Stated goal —
Quote all of the data that follows exactly as written, skipping the images.

# Start of Records provided

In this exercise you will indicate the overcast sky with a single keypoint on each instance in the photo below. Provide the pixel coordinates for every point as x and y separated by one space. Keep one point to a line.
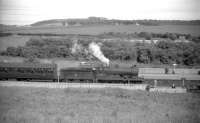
23 12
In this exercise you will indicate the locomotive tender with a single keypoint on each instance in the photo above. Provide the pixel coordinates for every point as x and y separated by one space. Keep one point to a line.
38 71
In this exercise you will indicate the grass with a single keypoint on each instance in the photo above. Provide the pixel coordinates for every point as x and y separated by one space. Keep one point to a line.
13 41
40 105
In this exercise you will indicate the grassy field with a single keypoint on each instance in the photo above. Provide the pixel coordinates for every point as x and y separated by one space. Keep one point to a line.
97 29
40 105
13 41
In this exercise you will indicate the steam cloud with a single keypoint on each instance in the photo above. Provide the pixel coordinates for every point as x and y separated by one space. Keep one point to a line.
93 49
96 51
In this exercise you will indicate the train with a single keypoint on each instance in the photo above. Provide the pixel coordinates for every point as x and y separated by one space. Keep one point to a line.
50 72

# End of Records provided

Expected answer —
In this exercise you will indicate the overcast sky with a single keypoint on each instance in the photo below. Provide the pixel coordinates for every point as x and y separated by one space. Keep one point to a line.
23 12
In this exercise you will indicate the locomotive tender with a single keypoint on each instance in the photo above. Provide the pixel coordinates for every point as x and y separated by one space. Keep one point to a line.
38 71
In this exercise you will indicate the grass with a single keypoint on each instance in the photo above. Provide the pixel coordinates for every point as x and y separated by one space. Keep one point to a line.
13 41
40 105
In this exercise you will indicate the grassy field with a single keypoint on each instance in the photo above. Provide the pixel coordinates for every point as x and y separated by one space. Keep one point to a line.
97 29
40 105
13 41
In this exercise you will indicate the steam cloud with a single keypoint on each instance in the photo above. Provide the pixel coordinates for every point as x and y separated by one space. Keep one point to a line.
93 49
96 51
In this exercise you will indicate the train with a single keypoint on each instance in the photo above. Provide the pixel coordinates for every point as x and y separated by one space. Keep one point to a line.
50 72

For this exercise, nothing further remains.